Dr. Johnson’s version of events differed. Johnson, as well as two other doctors who visited McCormick before her death, testified that McCormick had been treated only for diarrhea:
Dr. Marable testified as follows: On Sunday morning was called by Dr. Johnson to make a call; he told me about the case, and said he had prescribed for diarrhea; the treatment was correct as stated by Dr. Johnson; he said that he had discovered that she had a baby last night, but that she was in danger of dying from the afterbirth; I attended to her immediately, and gave her the necessary remedies to stop the flooding, and the remedies resulted successfully; the girl appeared very weak; Dr. Johnson and I went to see Chief Athy at once with reference to the dead child, and at my instigation Dr. Johnson called upon coroner Spelman to hold an inquest on the dead infant, which inquest was held on Sunday; I advised Dr. Johnson as to the necessary treatment to place the girl under with a view to her recovery; the girl had diarrhea and I prescribed with Dr. Johnson for its treatment; the girl was nervous and troubled in mind; she said she was out of money and had no friends; trouble of mind and excitement very often cause abortions or miscarriages, and the greatest trouble physicians have in such cases is to keep the patients quiet; I think flooding and mental anxiety was the cause of her death.

_Raw data_
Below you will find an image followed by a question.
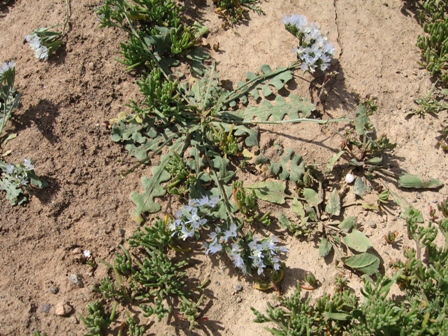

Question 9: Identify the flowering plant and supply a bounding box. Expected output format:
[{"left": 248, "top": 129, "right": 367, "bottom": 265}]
[
  {"left": 168, "top": 196, "right": 288, "bottom": 275},
  {"left": 0, "top": 159, "right": 48, "bottom": 205},
  {"left": 282, "top": 15, "right": 334, "bottom": 72},
  {"left": 0, "top": 61, "right": 20, "bottom": 134},
  {"left": 25, "top": 28, "right": 63, "bottom": 61}
]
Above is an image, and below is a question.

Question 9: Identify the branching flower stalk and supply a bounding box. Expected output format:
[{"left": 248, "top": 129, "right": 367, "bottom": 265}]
[{"left": 0, "top": 61, "right": 21, "bottom": 135}]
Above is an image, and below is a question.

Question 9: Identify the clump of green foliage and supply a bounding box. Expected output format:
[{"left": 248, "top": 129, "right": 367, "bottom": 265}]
[
  {"left": 417, "top": 0, "right": 448, "bottom": 85},
  {"left": 80, "top": 301, "right": 117, "bottom": 336},
  {"left": 96, "top": 218, "right": 206, "bottom": 328},
  {"left": 252, "top": 201, "right": 448, "bottom": 336}
]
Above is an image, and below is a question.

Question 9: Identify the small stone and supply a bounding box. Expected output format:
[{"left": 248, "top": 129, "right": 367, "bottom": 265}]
[
  {"left": 50, "top": 285, "right": 59, "bottom": 294},
  {"left": 72, "top": 247, "right": 82, "bottom": 254},
  {"left": 54, "top": 302, "right": 73, "bottom": 316},
  {"left": 40, "top": 303, "right": 51, "bottom": 314},
  {"left": 233, "top": 285, "right": 243, "bottom": 295},
  {"left": 68, "top": 273, "right": 84, "bottom": 287}
]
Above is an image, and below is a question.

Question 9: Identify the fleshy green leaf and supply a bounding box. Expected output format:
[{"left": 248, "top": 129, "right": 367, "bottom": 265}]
[
  {"left": 319, "top": 238, "right": 333, "bottom": 258},
  {"left": 303, "top": 188, "right": 322, "bottom": 206},
  {"left": 398, "top": 174, "right": 443, "bottom": 189},
  {"left": 325, "top": 189, "right": 341, "bottom": 216},
  {"left": 343, "top": 230, "right": 372, "bottom": 252},
  {"left": 246, "top": 181, "right": 287, "bottom": 204},
  {"left": 129, "top": 155, "right": 171, "bottom": 224},
  {"left": 341, "top": 252, "right": 380, "bottom": 275},
  {"left": 338, "top": 217, "right": 356, "bottom": 232}
]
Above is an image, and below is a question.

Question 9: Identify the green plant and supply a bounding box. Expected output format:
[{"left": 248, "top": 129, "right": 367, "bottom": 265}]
[
  {"left": 24, "top": 0, "right": 71, "bottom": 61},
  {"left": 251, "top": 201, "right": 448, "bottom": 336},
  {"left": 0, "top": 61, "right": 21, "bottom": 135},
  {"left": 417, "top": 0, "right": 448, "bottom": 85},
  {"left": 0, "top": 159, "right": 48, "bottom": 205},
  {"left": 406, "top": 84, "right": 448, "bottom": 117},
  {"left": 79, "top": 301, "right": 118, "bottom": 336}
]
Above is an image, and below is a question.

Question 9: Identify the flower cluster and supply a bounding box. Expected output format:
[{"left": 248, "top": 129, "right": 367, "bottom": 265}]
[
  {"left": 230, "top": 236, "right": 288, "bottom": 275},
  {"left": 0, "top": 159, "right": 34, "bottom": 187},
  {"left": 282, "top": 15, "right": 334, "bottom": 72},
  {"left": 169, "top": 196, "right": 219, "bottom": 240},
  {"left": 25, "top": 28, "right": 62, "bottom": 61},
  {"left": 0, "top": 61, "right": 16, "bottom": 79},
  {"left": 168, "top": 197, "right": 288, "bottom": 275}
]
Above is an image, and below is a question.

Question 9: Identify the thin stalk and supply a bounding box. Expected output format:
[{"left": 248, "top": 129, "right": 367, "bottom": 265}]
[
  {"left": 62, "top": 0, "right": 72, "bottom": 37},
  {"left": 223, "top": 61, "right": 301, "bottom": 105},
  {"left": 216, "top": 118, "right": 352, "bottom": 125}
]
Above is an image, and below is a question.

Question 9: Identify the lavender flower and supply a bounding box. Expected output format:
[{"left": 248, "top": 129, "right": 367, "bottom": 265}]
[{"left": 282, "top": 15, "right": 335, "bottom": 72}]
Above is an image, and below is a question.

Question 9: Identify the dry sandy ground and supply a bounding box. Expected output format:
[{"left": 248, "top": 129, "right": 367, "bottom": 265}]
[{"left": 0, "top": 0, "right": 448, "bottom": 336}]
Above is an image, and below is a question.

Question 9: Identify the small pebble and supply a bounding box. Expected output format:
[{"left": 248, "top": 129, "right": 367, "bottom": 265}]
[
  {"left": 233, "top": 285, "right": 243, "bottom": 295},
  {"left": 68, "top": 273, "right": 84, "bottom": 287},
  {"left": 72, "top": 247, "right": 82, "bottom": 254},
  {"left": 50, "top": 286, "right": 59, "bottom": 294},
  {"left": 40, "top": 303, "right": 51, "bottom": 313},
  {"left": 54, "top": 302, "right": 73, "bottom": 316}
]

_What is required_
Answer these questions using the text on McCormick's death:
1. According to Dr. Marable, what condition had Dr. Johnson prescribed for?
2. Which coroner did Dr. Johnson call upon to hold an inquest on the dead infant?
3. What did Dr. Marable think was the cause of the girl's death?

_Answer to this task_
1. Diarrhea.
2. Coroner Spelman.
3. Flooding and mental anxiety.